The request:
Show each line of the records below that contains the word "distant".

Task material:
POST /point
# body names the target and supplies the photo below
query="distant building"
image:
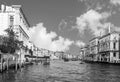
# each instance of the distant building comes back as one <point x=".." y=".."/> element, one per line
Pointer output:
<point x="104" y="49"/>
<point x="93" y="46"/>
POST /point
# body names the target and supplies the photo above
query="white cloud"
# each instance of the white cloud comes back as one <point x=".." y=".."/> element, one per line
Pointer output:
<point x="62" y="25"/>
<point x="43" y="39"/>
<point x="79" y="44"/>
<point x="115" y="2"/>
<point x="92" y="20"/>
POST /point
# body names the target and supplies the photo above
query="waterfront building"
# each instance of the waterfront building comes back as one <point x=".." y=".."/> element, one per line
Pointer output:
<point x="104" y="49"/>
<point x="13" y="17"/>
<point x="109" y="47"/>
<point x="93" y="46"/>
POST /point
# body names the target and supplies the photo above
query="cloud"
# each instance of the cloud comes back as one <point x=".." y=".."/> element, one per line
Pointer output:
<point x="43" y="39"/>
<point x="79" y="43"/>
<point x="92" y="20"/>
<point x="62" y="24"/>
<point x="115" y="2"/>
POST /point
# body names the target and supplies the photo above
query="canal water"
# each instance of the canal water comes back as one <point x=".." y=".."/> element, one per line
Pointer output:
<point x="60" y="71"/>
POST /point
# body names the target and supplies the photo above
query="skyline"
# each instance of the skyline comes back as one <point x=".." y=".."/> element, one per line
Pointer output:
<point x="68" y="24"/>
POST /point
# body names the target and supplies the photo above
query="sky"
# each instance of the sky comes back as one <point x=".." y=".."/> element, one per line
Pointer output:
<point x="68" y="25"/>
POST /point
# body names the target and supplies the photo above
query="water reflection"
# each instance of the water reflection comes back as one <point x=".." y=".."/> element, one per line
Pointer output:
<point x="60" y="71"/>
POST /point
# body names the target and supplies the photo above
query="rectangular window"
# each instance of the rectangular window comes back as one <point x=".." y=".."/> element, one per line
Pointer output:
<point x="114" y="54"/>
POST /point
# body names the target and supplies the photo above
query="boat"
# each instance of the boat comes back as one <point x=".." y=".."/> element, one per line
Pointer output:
<point x="66" y="59"/>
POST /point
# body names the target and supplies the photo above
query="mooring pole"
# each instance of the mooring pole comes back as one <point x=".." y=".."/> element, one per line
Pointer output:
<point x="16" y="64"/>
<point x="7" y="63"/>
<point x="1" y="64"/>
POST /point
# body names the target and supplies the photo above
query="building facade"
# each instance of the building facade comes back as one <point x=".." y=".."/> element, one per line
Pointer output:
<point x="104" y="49"/>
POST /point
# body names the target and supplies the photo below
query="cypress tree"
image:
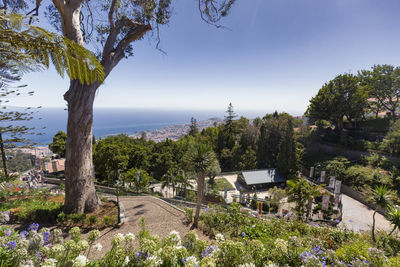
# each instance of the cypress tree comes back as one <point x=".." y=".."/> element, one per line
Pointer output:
<point x="287" y="159"/>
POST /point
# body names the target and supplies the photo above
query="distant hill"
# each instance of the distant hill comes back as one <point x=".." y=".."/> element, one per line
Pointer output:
<point x="174" y="132"/>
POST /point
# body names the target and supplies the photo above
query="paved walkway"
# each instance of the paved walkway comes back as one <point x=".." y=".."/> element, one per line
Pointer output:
<point x="161" y="219"/>
<point x="358" y="217"/>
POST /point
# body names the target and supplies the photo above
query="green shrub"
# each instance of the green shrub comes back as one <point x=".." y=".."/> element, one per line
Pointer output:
<point x="61" y="217"/>
<point x="189" y="214"/>
<point x="348" y="252"/>
<point x="107" y="220"/>
<point x="77" y="217"/>
<point x="92" y="220"/>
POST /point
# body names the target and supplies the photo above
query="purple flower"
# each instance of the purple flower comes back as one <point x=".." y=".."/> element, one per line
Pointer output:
<point x="208" y="251"/>
<point x="46" y="236"/>
<point x="23" y="234"/>
<point x="33" y="227"/>
<point x="11" y="245"/>
<point x="8" y="232"/>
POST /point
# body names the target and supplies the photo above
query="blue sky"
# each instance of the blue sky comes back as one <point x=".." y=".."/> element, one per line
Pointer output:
<point x="276" y="56"/>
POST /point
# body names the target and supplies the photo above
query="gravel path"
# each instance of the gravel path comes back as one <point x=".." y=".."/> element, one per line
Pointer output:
<point x="160" y="218"/>
<point x="358" y="217"/>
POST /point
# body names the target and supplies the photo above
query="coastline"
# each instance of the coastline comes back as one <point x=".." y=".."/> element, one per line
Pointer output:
<point x="174" y="132"/>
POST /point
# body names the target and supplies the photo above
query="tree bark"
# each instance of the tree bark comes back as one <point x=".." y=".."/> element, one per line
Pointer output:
<point x="200" y="193"/>
<point x="80" y="193"/>
<point x="373" y="226"/>
<point x="3" y="156"/>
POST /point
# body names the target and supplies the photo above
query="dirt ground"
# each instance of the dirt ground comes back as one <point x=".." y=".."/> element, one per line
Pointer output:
<point x="160" y="218"/>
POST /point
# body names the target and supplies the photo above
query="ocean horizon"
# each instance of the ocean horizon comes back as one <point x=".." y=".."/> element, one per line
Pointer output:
<point x="113" y="121"/>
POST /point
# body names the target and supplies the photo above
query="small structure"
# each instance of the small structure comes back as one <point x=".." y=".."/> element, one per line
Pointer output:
<point x="261" y="179"/>
<point x="54" y="166"/>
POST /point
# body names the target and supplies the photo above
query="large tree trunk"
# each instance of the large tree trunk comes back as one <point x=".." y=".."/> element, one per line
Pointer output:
<point x="80" y="193"/>
<point x="3" y="156"/>
<point x="200" y="193"/>
<point x="373" y="226"/>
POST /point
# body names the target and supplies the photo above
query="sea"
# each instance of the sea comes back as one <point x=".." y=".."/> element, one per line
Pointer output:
<point x="113" y="121"/>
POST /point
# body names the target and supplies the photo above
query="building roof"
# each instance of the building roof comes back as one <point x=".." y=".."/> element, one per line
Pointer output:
<point x="263" y="177"/>
<point x="56" y="165"/>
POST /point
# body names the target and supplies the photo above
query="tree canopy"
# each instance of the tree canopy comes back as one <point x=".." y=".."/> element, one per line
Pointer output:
<point x="341" y="97"/>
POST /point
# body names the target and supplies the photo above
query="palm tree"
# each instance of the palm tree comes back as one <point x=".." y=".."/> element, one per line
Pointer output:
<point x="183" y="179"/>
<point x="301" y="192"/>
<point x="393" y="216"/>
<point x="381" y="198"/>
<point x="169" y="180"/>
<point x="200" y="158"/>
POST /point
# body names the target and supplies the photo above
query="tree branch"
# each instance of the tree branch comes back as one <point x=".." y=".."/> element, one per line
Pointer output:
<point x="113" y="54"/>
<point x="110" y="15"/>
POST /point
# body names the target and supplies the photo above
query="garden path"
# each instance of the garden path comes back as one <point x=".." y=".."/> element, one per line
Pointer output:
<point x="358" y="217"/>
<point x="161" y="218"/>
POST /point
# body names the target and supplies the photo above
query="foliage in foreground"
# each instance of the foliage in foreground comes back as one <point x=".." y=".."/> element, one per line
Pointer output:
<point x="295" y="243"/>
<point x="292" y="243"/>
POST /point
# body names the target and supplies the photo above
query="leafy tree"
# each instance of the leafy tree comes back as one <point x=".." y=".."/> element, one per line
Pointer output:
<point x="229" y="120"/>
<point x="301" y="191"/>
<point x="272" y="129"/>
<point x="170" y="180"/>
<point x="109" y="158"/>
<point x="200" y="158"/>
<point x="248" y="160"/>
<point x="14" y="133"/>
<point x="193" y="130"/>
<point x="391" y="142"/>
<point x="131" y="176"/>
<point x="59" y="143"/>
<point x="126" y="22"/>
<point x="287" y="161"/>
<point x="383" y="84"/>
<point x="393" y="216"/>
<point x="337" y="167"/>
<point x="382" y="198"/>
<point x="27" y="48"/>
<point x="184" y="182"/>
<point x="213" y="171"/>
<point x="341" y="97"/>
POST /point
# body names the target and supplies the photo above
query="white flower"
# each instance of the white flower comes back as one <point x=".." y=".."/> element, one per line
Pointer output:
<point x="118" y="238"/>
<point x="57" y="249"/>
<point x="98" y="247"/>
<point x="126" y="261"/>
<point x="27" y="264"/>
<point x="153" y="261"/>
<point x="129" y="237"/>
<point x="83" y="245"/>
<point x="281" y="245"/>
<point x="174" y="237"/>
<point x="219" y="237"/>
<point x="79" y="261"/>
<point x="191" y="261"/>
<point x="50" y="263"/>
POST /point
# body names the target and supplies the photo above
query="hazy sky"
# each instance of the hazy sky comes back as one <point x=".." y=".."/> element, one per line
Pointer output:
<point x="276" y="56"/>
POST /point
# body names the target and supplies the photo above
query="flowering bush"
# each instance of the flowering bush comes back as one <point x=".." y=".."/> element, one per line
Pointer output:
<point x="300" y="245"/>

Answer below:
query="distant building"
# each instance of the distant building comes back as one <point x=".." y=".."/> element, one per line
query="distant hill"
# each instance of the distant hill comes back as one <point x=".." y=".."/> element, one per line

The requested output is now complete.